Reproduce verbatim the final portion of the material below, from the line containing "Where can you see the door" through its last line, and nothing else.

---------- RECORDS SUPPLIED ----------

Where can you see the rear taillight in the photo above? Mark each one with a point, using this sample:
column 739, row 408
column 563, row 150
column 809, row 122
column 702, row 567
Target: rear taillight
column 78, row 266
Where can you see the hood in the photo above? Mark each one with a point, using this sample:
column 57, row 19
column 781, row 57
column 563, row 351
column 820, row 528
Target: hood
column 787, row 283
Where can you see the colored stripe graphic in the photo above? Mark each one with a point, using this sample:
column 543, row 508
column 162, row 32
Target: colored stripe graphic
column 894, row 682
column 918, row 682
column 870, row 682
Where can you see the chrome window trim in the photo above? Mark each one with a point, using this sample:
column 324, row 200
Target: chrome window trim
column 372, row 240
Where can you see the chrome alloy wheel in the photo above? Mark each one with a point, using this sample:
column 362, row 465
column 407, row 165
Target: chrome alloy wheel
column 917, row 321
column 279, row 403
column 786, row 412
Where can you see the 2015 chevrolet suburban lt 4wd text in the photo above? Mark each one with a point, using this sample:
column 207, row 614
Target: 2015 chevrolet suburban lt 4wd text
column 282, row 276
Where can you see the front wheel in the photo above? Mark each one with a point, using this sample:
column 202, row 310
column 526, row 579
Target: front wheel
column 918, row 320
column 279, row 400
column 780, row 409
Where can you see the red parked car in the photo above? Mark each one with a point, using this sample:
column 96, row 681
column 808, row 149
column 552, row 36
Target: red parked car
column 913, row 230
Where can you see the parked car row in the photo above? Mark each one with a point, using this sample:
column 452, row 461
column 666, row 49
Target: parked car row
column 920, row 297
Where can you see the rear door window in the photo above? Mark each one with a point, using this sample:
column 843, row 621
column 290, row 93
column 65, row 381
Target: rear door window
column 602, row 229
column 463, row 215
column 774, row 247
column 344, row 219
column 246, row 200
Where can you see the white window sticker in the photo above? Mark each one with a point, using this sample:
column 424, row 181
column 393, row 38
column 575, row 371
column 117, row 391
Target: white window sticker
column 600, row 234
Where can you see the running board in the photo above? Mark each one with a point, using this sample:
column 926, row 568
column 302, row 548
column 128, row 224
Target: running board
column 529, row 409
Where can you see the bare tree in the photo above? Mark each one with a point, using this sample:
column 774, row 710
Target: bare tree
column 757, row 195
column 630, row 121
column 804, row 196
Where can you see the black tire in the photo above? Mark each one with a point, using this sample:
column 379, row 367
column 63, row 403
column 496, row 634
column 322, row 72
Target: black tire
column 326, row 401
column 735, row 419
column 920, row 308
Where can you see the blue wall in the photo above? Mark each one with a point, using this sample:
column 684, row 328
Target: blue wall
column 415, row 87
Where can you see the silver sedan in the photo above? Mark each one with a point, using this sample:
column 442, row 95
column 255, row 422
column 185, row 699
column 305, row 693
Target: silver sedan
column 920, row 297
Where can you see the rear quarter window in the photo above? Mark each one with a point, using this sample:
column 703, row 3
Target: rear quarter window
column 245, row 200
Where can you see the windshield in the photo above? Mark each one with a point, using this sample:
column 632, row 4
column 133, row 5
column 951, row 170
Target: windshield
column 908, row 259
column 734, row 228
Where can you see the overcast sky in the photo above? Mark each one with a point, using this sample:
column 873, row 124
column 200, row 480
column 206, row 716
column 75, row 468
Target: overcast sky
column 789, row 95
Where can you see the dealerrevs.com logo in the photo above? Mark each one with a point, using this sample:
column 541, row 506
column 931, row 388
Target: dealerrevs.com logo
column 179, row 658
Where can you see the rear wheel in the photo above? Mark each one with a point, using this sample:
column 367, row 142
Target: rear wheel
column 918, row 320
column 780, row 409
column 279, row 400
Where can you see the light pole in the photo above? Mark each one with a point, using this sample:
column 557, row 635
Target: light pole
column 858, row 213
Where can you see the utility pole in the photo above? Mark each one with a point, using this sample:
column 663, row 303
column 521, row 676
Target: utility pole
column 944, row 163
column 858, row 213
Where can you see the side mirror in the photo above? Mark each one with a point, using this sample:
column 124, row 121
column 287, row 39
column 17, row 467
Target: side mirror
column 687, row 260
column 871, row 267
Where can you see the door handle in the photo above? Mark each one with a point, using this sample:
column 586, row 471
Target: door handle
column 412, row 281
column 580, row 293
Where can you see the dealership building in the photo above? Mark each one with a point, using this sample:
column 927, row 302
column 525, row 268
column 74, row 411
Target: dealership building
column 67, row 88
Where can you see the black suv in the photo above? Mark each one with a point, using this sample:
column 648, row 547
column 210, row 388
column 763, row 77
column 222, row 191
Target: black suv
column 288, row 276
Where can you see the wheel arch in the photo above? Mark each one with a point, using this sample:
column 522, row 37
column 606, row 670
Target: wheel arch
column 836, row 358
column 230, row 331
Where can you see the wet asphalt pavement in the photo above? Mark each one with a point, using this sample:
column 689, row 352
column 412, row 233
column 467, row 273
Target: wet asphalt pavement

----------

-- COMPLETE RESPONSE --
Where can you see the door handle in the photo above? Mark each one with a point, using this sample:
column 586, row 471
Target: door handle
column 412, row 281
column 580, row 293
Where can you see the dealership building in the photo above? Mark each one with a point, using this sample:
column 927, row 302
column 525, row 268
column 74, row 411
Target: dealership building
column 67, row 88
Where can you see the black suv in the photo above? Mark each one with a point, using this sample:
column 648, row 547
column 210, row 388
column 763, row 77
column 222, row 191
Target: black suv
column 288, row 276
Where can you see the wheel arch in the photo above? Mark each one with a point, using this sample:
column 522, row 37
column 606, row 670
Target: wheel arch
column 836, row 358
column 230, row 331
Where can you see the wet asphalt pavement in the photo above? Mark each one with a point, using this sample:
column 689, row 352
column 412, row 233
column 467, row 273
Target: wet asphalt pavement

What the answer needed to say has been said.